■ **Excerpt**:
▶

We Are More Than An Idea
America lies at the end of wilderness road.
I guess in Hollywood or in some publishing office desk drawer, there’s a perfect story waiting to be told. Maybe it was dreamed up in some fever-manic pixie dust haze that woke up the writer in a daze and, with possessed hands, scribbled, like lightning striking that lone oak in the high hills, immediately setting it ablaze and smoldering out in a heap of smoke.
Or it was carefully curated, day by day, painstakingly unraveled from the imagination of a lone, anonymous genius who spends his days riding to work with eyes glazed over, in denial of a horrible job working with petty, horrible people, and receiving nothing but silent ridicule by his very presence in the place. His only respite is his little office with the flickering lights that cast a pasty aura on any half-living thing.
But there is a story there. A human who dreams of a way out of his present state of loss and lostness. Where the unbearable truth of life is that it keeps going on without any answers. Dreams where the plot is just out of reach; ceaseless wind without pausing for breath; the moon that has nowhere to go.
There is no certainty except the perpetual gnawing at the edges of longing. But for what, and for whom, and for when we cannot see or hear or run to.

◀

■ **Records shown**:
▶

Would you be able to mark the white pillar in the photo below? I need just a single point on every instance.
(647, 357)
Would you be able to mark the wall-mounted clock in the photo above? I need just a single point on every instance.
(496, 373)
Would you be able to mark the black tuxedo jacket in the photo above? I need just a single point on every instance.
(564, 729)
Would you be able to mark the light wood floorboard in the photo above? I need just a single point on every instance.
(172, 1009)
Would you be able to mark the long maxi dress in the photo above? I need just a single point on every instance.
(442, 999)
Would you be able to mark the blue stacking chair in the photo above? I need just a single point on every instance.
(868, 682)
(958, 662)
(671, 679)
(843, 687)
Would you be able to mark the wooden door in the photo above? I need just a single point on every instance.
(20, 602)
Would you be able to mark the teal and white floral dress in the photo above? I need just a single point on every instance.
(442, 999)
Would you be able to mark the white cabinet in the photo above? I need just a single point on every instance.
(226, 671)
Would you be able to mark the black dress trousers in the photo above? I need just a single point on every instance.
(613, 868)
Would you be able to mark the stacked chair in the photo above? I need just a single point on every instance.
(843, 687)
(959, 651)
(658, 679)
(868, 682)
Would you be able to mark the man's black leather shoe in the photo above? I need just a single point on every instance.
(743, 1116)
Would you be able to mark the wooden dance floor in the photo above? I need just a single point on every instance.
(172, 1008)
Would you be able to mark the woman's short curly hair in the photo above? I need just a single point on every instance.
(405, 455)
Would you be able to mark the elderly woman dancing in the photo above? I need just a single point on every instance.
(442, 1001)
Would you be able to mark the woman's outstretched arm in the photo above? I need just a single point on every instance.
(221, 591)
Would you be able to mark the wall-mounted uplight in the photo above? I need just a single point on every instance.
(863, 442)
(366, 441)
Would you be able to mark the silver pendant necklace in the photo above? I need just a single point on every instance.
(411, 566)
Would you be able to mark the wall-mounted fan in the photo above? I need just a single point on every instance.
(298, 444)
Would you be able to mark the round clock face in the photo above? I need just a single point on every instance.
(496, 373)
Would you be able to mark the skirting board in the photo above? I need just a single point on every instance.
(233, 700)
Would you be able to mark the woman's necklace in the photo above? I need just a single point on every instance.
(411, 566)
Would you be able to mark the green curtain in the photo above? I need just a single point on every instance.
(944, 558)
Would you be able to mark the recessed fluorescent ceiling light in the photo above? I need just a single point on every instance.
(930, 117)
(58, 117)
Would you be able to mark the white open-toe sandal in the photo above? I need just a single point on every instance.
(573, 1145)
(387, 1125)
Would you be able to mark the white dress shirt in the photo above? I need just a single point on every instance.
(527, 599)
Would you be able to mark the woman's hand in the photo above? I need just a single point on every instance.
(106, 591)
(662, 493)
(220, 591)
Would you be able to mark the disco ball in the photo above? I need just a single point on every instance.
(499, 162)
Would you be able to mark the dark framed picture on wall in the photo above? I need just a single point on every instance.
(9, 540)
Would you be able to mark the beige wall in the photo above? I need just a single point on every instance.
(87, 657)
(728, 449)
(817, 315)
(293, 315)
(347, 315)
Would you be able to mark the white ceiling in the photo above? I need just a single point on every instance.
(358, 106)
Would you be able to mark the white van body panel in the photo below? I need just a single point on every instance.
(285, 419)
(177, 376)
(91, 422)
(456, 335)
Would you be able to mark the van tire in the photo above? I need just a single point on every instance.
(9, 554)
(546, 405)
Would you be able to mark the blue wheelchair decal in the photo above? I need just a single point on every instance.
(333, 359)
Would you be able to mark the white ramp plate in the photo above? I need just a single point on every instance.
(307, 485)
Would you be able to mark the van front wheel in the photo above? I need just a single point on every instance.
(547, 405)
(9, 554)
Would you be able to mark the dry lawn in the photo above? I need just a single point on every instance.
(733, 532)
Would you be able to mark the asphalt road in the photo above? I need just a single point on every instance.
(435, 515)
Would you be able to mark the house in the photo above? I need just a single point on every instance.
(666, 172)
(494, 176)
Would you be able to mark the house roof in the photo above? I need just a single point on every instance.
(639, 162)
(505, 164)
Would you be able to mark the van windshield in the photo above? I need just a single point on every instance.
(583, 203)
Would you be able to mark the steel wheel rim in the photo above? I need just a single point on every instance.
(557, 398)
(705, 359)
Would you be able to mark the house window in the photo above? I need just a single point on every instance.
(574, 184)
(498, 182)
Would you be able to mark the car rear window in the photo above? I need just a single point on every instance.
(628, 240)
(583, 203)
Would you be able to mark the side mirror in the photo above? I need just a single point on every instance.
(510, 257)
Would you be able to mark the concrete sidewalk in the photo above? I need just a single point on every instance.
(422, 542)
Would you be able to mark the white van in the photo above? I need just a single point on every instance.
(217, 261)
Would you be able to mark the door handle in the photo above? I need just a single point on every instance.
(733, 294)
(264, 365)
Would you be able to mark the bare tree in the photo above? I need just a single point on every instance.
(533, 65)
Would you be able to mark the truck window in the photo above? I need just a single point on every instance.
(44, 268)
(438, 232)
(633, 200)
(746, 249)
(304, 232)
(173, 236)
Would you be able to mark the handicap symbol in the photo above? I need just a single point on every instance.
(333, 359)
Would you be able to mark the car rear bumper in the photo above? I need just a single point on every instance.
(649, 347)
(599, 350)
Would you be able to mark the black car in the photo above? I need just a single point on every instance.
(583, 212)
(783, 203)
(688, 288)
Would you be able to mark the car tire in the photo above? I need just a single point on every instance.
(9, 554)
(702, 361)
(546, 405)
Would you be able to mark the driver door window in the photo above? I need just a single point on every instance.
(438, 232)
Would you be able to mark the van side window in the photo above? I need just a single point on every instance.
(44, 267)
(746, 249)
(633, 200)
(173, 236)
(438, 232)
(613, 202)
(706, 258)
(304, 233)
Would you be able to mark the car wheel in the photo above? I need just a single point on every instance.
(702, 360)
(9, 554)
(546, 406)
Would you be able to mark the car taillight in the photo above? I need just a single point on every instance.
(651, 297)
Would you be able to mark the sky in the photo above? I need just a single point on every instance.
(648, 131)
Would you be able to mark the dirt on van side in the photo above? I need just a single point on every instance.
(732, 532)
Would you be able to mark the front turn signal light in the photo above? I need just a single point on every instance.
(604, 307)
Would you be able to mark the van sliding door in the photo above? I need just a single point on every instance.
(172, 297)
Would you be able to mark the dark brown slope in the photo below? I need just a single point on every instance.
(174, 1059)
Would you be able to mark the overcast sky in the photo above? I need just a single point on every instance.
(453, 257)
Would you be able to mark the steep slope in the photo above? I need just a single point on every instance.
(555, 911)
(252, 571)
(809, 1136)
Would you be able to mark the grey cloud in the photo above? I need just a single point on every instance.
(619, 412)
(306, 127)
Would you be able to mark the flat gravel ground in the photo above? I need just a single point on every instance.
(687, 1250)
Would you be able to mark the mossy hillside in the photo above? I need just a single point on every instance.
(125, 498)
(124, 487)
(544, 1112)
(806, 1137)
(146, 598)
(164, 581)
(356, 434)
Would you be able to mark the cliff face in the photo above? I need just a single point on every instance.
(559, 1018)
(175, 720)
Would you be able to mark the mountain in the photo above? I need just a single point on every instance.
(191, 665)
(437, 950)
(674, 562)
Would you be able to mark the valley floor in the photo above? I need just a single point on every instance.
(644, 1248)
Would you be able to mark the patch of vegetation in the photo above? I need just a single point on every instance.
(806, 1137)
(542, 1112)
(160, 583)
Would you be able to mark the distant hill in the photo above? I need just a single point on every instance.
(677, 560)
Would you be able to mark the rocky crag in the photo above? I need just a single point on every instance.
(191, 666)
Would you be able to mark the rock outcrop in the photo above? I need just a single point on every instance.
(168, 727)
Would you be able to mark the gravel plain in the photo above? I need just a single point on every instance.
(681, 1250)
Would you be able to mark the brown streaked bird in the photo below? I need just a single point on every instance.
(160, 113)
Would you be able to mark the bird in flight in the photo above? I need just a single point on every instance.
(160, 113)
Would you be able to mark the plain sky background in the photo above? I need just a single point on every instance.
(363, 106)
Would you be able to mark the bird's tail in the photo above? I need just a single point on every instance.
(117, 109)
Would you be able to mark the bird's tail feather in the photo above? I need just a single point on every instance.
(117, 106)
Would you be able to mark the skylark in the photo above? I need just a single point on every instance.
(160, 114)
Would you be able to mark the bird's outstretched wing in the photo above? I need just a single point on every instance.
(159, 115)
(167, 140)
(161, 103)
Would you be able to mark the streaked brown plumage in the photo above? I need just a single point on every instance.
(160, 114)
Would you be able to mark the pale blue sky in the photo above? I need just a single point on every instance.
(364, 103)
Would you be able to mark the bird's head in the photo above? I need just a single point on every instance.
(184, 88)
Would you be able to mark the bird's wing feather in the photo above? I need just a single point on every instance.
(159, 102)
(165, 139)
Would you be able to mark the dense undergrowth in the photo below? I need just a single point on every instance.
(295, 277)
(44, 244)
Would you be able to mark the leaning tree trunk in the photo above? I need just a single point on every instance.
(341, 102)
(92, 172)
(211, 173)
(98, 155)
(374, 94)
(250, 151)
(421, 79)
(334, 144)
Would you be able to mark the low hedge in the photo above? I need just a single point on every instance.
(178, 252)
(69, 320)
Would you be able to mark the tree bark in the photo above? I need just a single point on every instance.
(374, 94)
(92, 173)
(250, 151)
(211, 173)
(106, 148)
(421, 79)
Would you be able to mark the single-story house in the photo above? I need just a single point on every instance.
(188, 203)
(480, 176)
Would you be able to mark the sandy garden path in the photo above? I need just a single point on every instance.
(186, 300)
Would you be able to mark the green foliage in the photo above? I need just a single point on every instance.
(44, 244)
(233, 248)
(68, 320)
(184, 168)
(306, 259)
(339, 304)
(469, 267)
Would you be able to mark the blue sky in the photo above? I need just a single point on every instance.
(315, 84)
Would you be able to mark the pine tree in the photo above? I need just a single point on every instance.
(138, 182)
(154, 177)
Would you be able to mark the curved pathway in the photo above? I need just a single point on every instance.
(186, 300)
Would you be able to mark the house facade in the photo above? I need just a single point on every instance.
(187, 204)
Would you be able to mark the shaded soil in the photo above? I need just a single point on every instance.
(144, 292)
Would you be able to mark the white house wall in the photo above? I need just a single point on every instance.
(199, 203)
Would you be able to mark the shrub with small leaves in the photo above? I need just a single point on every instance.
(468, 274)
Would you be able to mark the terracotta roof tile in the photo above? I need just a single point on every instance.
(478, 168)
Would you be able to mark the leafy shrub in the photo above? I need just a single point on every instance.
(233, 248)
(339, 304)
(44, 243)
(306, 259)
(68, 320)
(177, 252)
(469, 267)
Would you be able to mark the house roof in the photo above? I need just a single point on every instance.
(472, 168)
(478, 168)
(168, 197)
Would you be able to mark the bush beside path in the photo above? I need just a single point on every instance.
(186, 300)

◀

■ **What to work on**:
1 – List every line of the listing that contains the word "clock", treating uppercase and lowercase as different.
2 – Carry on the essay on longing for an untold story, starting after its last sentence.
The essay on longing for an untold story and the listing have no connection to each other.

■ **Response list**:
1 –
Would you be able to mark the wall-mounted clock in the photo above? I need just a single point on every instance.
Would you be able to mark the round clock face in the photo above? I need just a single point on every instance.

2 –
Before, I thought about finding an anchor to things that last. Maybe it was a hope that I had that things would last — or that I could will them into a perpetual life not apart from my own in a grasping attempt at finding solid ground. And I talked (or wrote) myself into it and am encouraged by the wonderful stories readers shared. But now what?
Individuals and families can carry on these little things — these smallish trinkets that get dusted off for special occasions, like a Christmas ornament or company dishware, or that have a home on some high shelf away from little hands until they’re passed down to people who have no recollection of the passed-down story that haunts such a thing. The memory beneath it fades along with its preciousness.
Even pictures become nameless faces that stare back in silence.
But what about the things that define our society? What of the things that we destroy that have held us together, however perilously and with a loose fragility, but together, nonetheless?
Two things I have an endearing love for are the American Frontier and Mid-20th Century Americana. Both eras represent a great time of growth, a persistence through change (and often hardship), and the American Spirit borne of optimism, bold adventure, and hard determination outlined by vague recklessness that allows for limitless imagination. It cries out: “Try and catch us, define us, and put us in a box; we’ll defy you every time.” But we’ve left these things to wither and decay and milled the roads of American Greatness without thinking of how the following generations would find their way, how they would understand the tough path that was forged before them, or how we even build these roads going forth.
Part of this is the stories we pass down. Part of it is found in the monuments we build.
The American Epic was started in the Western frontier and lasted through the wars and famines suffered in the bones of a rising nation that came into its own youthful vigor of the 20th century.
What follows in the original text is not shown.